Exercise -
Please copy out the records below word for word, keeping every line in its original order.

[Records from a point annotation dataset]
=====

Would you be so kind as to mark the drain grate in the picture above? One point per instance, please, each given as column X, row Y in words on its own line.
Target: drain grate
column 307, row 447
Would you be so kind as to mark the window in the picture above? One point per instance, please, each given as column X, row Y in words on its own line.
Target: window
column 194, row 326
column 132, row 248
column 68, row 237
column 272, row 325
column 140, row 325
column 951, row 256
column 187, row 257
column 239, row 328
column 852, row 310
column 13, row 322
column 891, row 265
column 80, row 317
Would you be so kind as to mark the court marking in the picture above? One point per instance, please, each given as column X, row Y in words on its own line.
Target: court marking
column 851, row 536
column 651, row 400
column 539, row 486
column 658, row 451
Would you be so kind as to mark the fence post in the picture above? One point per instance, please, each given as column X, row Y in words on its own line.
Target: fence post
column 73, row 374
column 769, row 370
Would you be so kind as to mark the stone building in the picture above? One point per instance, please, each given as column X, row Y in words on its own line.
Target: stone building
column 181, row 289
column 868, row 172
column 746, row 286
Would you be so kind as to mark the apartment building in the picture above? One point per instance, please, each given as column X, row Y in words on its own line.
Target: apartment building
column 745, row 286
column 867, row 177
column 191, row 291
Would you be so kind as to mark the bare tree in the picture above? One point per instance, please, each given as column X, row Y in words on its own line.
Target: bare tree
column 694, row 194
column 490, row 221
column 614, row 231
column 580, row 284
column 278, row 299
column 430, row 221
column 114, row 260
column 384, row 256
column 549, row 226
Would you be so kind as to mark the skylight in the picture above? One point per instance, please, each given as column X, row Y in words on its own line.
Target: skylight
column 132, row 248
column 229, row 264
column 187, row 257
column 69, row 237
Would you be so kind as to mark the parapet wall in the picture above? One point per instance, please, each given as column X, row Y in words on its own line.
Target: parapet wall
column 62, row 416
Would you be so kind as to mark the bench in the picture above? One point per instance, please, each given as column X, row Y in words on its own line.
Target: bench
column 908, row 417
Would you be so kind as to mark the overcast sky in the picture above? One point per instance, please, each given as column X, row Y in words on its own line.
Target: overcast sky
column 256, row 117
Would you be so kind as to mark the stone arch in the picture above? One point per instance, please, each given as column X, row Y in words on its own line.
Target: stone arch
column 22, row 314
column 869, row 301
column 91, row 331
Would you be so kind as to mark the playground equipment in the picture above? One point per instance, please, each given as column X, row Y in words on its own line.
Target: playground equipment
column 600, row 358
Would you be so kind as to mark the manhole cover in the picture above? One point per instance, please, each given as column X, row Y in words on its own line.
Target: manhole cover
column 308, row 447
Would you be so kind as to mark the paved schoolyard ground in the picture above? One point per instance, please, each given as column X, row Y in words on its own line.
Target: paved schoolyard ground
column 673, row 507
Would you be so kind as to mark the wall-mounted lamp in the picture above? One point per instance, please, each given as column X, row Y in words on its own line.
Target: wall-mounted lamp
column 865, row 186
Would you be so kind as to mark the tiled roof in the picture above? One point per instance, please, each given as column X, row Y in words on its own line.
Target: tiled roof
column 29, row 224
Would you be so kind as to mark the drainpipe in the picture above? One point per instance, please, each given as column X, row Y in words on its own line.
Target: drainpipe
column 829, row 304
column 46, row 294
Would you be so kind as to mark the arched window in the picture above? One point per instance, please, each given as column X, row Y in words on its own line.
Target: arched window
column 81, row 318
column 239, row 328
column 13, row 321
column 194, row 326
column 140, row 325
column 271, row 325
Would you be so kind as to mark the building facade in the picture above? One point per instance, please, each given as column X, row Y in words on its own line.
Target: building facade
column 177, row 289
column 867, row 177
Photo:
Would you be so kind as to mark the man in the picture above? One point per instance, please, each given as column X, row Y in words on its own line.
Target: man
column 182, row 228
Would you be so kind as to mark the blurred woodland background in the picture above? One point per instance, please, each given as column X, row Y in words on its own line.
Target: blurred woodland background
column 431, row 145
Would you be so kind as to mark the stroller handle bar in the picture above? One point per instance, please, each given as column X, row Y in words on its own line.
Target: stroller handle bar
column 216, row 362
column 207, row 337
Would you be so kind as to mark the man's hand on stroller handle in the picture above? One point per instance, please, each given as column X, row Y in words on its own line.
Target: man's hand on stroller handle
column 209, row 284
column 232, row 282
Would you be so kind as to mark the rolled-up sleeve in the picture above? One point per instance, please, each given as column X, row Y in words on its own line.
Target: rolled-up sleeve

=====

Correct output -
Would you be so kind as to mark the drain grate in the picture above? One point per instance, please, each given as column X, row Y in words on its own line.
Target: drain grate
column 307, row 447
Would you be so kind as to mark the window in the picture above? One point per instance, please, each given as column X, row Y in words on its own line.
Target: window
column 194, row 326
column 132, row 248
column 68, row 237
column 272, row 325
column 140, row 325
column 951, row 256
column 187, row 257
column 239, row 328
column 852, row 310
column 13, row 322
column 891, row 265
column 80, row 317
Would you be so kind as to mark the court marking in the picture above? One point per instance, please, each given as column X, row Y in words on its own line.
Target: court marking
column 851, row 536
column 651, row 400
column 539, row 486
column 658, row 451
Would you be so kind as to mark the fence post in the picture above? One point per instance, please, each given as column X, row Y in words on its own line.
Target: fence post
column 73, row 374
column 769, row 370
Would you be so kind as to mark the stone building in the picture above? One point per instance, please, each given as column X, row Y in words on its own line.
Target: stone building
column 181, row 289
column 868, row 172
column 746, row 286
Would you be so kind as to mark the apartment building in the picture above? One point per instance, please, each given as column X, row Y in words on its own line.
Target: apartment building
column 745, row 286
column 867, row 177
column 191, row 291
Would you be so kind as to mark the bare tree in the picture above? One point per instance, please, each given as column X, row Y in words on its own line.
Target: bare tree
column 694, row 194
column 490, row 221
column 614, row 231
column 580, row 284
column 278, row 299
column 430, row 221
column 114, row 260
column 384, row 256
column 549, row 226
Would you be so kind as to mark the skylight in the picture above? One point per instance, please, each given as column X, row Y in words on its own line.
Target: skylight
column 132, row 248
column 229, row 264
column 187, row 257
column 69, row 237
Would you be so kind as to mark the parapet wall in the picture above? One point per instance, please, each given as column X, row Y in words on its own line.
Target: parapet wall
column 62, row 416
Would you be so kind as to mark the bench in the picture above? One point per instance, please, each given as column X, row Y in words on its own line.
Target: bench
column 908, row 417
Would you be so kind as to mark the overcast sky in the picture above? One point per instance, please, each given as column X, row Y in words on its own line.
Target: overcast sky
column 256, row 117
Would you be so kind as to mark the stone arch in the picture above? One point per instance, please, each given as column X, row Y in words on its own line.
Target: stone arch
column 22, row 314
column 869, row 301
column 91, row 331
Would you be so kind as to mark the playground equipment in the picture above? One point per instance, please, each given as column X, row Y in words on its own line.
Target: playground equipment
column 600, row 358
Would you be so kind as to mark the manhole cover in the picture above? One point per instance, please, each given as column X, row Y in words on its own line.
Target: manhole cover
column 308, row 447
Would you be so kind as to mark the paved schoolyard ground in the picture above? One point per instance, please, each given as column X, row Y in words on its own line.
Target: paved schoolyard ground
column 673, row 507
Would you be so kind as to mark the wall-mounted lamp in the picture above? One point per instance, please, each given as column X, row Y in words on its own line.
Target: wall-mounted lamp
column 865, row 186
Would you be so kind as to mark the tiled roof in the picture above? One point per instance, please, each given as column X, row Y in words on its own line.
Target: tiled roof
column 29, row 224
Would you be so kind as to mark the drainpipe in the picture above? One point per instance, please, each given as column X, row Y in words on its own line.
Target: drainpipe
column 829, row 304
column 46, row 294
Would you be so kind as to mark the arched window in the picture above? One point per instance, please, each given as column X, row Y in words on its own line.
Target: arched window
column 81, row 318
column 239, row 328
column 13, row 321
column 194, row 326
column 140, row 325
column 271, row 325
Would you be so kind as to mark the building facade in the picture above? One point per instance, please, each given as column X, row Y in words on its own line.
Target: building facade
column 177, row 289
column 867, row 177
Photo:
Would you be so kind as to mark the man in the picture above? One point per instance, please, each given as column X, row Y in words on its own line.
Target: man
column 182, row 228
Would you be so kind as to mark the blurred woodland background in the picture above? One point per instance, please, each given as column X, row Y in words on its own line.
Target: blurred woodland background
column 431, row 145
Would you be so kind as to mark the stroller handle bar in the picture above? One point per instance, please, each given as column X, row Y in words on its own line.
Target: stroller handle bar
column 216, row 362
column 207, row 337
Would you be so kind as to mark the man's hand on stroller handle in the picture above? One point per instance, please, each given as column X, row Y in words on its own line.
Target: man's hand on stroller handle
column 209, row 284
column 232, row 282
Would you be so kind as to mark the rolled-up sleeve in the picture above? One point per instance, please, each given as column X, row Y in words on its own line.
Target: rolled-up sleeve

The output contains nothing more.